Set exercise:
How many lines of the records contain the string "church"? Match case exactly and reply with the number alone.

Entries drawn from a collection:
- - - -
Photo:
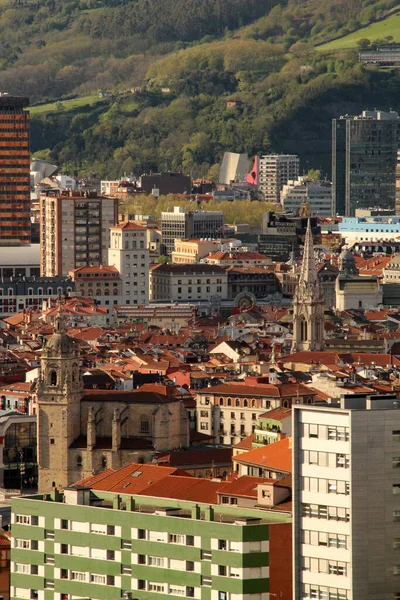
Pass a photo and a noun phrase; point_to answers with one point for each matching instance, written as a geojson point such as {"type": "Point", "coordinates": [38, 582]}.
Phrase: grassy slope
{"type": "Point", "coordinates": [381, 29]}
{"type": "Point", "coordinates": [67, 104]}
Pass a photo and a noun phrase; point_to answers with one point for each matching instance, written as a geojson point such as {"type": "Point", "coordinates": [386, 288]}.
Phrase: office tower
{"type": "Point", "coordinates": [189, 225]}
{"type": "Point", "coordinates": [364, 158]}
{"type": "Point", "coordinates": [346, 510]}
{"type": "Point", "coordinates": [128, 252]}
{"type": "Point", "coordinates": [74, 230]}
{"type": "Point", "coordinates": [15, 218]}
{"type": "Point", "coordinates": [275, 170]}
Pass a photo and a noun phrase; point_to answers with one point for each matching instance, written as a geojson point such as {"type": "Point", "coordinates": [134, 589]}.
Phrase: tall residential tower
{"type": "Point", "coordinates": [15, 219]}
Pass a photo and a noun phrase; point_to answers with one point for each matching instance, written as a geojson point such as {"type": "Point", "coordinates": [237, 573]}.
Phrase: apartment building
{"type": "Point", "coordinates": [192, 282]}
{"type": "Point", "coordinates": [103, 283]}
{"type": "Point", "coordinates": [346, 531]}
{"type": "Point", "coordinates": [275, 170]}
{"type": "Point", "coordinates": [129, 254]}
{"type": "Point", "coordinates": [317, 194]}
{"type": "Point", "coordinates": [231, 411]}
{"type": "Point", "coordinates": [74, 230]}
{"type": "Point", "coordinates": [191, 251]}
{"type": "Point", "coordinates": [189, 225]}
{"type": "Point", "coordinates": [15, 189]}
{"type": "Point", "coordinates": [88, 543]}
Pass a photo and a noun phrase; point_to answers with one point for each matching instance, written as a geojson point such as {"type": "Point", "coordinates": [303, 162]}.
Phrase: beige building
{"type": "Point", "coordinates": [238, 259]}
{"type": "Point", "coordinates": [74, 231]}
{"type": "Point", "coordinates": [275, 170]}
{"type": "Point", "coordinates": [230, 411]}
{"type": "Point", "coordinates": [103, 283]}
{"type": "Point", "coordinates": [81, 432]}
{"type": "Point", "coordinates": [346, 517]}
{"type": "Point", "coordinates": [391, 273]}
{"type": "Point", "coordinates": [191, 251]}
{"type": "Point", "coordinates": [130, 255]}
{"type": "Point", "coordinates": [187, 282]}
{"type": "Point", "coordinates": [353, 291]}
- - - -
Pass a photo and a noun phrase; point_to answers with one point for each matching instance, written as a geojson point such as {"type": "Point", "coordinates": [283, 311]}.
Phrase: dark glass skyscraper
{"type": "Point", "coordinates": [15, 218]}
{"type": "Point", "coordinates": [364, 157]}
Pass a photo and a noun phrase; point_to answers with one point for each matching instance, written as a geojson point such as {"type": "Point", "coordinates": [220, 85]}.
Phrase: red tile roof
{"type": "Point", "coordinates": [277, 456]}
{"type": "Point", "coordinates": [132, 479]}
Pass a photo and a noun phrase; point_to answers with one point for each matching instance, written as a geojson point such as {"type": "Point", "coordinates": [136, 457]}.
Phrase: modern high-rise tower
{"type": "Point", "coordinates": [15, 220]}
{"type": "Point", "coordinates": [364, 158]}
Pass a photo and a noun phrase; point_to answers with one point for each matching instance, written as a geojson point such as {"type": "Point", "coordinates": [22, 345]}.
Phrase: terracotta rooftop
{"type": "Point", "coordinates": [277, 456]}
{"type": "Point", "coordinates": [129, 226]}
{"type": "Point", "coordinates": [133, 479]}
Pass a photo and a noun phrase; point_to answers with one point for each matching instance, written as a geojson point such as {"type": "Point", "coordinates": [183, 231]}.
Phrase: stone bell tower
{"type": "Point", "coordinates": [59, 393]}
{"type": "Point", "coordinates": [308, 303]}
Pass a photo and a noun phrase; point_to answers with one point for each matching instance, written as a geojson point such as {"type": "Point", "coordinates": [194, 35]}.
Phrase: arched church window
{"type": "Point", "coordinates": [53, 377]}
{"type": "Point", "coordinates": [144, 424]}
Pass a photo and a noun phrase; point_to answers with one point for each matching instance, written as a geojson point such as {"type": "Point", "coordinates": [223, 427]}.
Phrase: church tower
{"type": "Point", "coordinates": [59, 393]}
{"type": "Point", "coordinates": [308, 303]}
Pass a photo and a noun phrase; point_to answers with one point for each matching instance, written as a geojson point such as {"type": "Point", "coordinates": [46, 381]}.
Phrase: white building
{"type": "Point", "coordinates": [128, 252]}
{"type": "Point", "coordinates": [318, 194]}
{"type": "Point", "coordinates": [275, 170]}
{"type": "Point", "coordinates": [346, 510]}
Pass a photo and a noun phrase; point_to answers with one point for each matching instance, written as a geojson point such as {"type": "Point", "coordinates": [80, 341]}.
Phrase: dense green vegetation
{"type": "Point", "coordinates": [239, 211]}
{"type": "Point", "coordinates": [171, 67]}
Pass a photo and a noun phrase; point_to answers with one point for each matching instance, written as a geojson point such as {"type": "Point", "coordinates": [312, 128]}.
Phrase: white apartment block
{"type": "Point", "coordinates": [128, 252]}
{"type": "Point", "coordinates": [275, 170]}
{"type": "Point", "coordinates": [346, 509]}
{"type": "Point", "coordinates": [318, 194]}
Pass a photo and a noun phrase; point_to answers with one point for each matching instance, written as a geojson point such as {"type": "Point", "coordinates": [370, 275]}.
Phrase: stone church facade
- - - -
Written response:
3